— Prompt —
Copy the rows below word for word, from the first line through the line containing "column 421, row 724", with both of those lines included.

[A run of records]
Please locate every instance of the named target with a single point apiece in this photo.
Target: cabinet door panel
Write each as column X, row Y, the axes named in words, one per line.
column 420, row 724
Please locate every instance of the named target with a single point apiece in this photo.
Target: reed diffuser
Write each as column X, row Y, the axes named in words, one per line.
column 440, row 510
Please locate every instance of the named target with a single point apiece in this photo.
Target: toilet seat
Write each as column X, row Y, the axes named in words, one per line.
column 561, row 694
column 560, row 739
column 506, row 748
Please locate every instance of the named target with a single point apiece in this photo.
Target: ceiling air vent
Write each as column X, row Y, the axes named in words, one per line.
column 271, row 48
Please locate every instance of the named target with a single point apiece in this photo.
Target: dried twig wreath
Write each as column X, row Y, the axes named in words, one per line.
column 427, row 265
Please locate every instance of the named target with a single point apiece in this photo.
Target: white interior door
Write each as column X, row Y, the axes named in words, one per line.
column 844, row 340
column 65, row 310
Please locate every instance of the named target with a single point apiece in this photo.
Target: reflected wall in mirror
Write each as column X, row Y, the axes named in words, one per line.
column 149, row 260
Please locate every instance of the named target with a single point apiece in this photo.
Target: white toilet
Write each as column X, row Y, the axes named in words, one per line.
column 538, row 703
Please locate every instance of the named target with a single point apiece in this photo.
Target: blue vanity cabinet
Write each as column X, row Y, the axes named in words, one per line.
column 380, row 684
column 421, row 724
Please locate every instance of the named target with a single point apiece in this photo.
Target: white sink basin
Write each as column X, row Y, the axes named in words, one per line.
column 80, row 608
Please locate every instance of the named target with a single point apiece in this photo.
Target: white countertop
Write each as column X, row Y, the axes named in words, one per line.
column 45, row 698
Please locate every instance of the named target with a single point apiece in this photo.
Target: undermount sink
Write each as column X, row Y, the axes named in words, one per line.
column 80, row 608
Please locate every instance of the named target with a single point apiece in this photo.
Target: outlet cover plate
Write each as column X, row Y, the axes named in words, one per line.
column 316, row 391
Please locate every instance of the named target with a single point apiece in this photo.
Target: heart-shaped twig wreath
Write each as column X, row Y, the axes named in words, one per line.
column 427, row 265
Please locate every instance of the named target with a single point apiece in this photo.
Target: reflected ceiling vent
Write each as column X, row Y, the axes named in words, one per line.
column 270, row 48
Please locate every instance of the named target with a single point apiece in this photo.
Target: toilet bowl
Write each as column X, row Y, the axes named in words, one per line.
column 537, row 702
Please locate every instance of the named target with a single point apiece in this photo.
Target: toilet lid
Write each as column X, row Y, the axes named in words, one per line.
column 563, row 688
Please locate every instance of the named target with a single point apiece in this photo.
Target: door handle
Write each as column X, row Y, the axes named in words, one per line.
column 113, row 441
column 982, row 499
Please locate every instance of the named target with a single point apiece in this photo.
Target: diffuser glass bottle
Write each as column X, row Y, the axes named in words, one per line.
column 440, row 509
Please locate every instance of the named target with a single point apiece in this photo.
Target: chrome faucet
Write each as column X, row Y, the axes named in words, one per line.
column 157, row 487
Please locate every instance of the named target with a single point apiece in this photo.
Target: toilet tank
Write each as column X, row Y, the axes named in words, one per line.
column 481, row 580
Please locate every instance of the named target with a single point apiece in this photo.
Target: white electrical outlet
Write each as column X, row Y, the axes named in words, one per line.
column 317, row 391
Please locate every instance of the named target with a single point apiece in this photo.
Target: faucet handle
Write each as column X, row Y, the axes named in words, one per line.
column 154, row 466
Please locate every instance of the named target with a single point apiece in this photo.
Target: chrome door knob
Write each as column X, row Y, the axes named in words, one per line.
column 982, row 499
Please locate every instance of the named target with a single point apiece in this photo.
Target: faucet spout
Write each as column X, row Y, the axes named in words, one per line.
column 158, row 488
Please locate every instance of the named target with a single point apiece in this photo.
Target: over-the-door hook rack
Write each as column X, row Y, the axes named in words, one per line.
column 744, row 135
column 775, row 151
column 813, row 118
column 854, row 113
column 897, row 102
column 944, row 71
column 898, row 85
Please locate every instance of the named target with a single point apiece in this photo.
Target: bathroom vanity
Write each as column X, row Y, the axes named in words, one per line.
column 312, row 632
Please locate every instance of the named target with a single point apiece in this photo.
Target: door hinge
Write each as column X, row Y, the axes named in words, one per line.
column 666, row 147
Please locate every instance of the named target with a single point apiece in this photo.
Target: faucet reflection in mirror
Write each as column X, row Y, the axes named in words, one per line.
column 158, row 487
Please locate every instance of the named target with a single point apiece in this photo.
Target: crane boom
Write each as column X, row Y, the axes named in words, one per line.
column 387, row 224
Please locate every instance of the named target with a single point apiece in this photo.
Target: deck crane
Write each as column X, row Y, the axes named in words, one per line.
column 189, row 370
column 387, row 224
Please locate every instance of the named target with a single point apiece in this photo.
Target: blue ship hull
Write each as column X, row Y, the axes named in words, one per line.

— Correct response —
Please locate every instance of the named target with a single point apiece in this photo.
Target: cabinet door panel
Write each as column X, row Y, the axes named in words, one per line.
column 420, row 724
Please locate every instance of the named target with a single point apiece in this photo.
Target: reed diffuser
Write each as column X, row Y, the axes named in words, one per line.
column 440, row 510
Please locate every instance of the named target with a single point apiece in this photo.
Target: toilet seat
Write each as column X, row Y, the axes named in words, one per line.
column 561, row 694
column 560, row 739
column 506, row 748
Please locate every instance of the named target with a single point apiece in this photo.
Target: ceiling air vent
Write each as column X, row Y, the axes named in words, one per line.
column 271, row 48
Please locate every instance of the named target with a single point apiece in this photo.
Target: dried twig wreath
Write each as column X, row Y, the axes named in words, one per line.
column 427, row 265
Please locate every instance of the named target with a single point apiece in this photo.
Target: white interior door
Write each as column X, row Y, the axes named in words, one per line.
column 844, row 340
column 65, row 310
Please locate every instance of the named target with a single point apiece in this photo.
Target: reflected wall in mirror
Write each as column X, row Y, the axes named in words, one per line.
column 149, row 260
Please locate every instance of the named target with a single point apiece in this photo.
Target: white toilet
Write each as column X, row Y, the axes named in words, one per line.
column 538, row 703
Please locate every instance of the named target with a single point apiece in this photo.
Target: blue vanity cabinet
Write each as column X, row Y, the axes named in words, one per line.
column 380, row 684
column 421, row 724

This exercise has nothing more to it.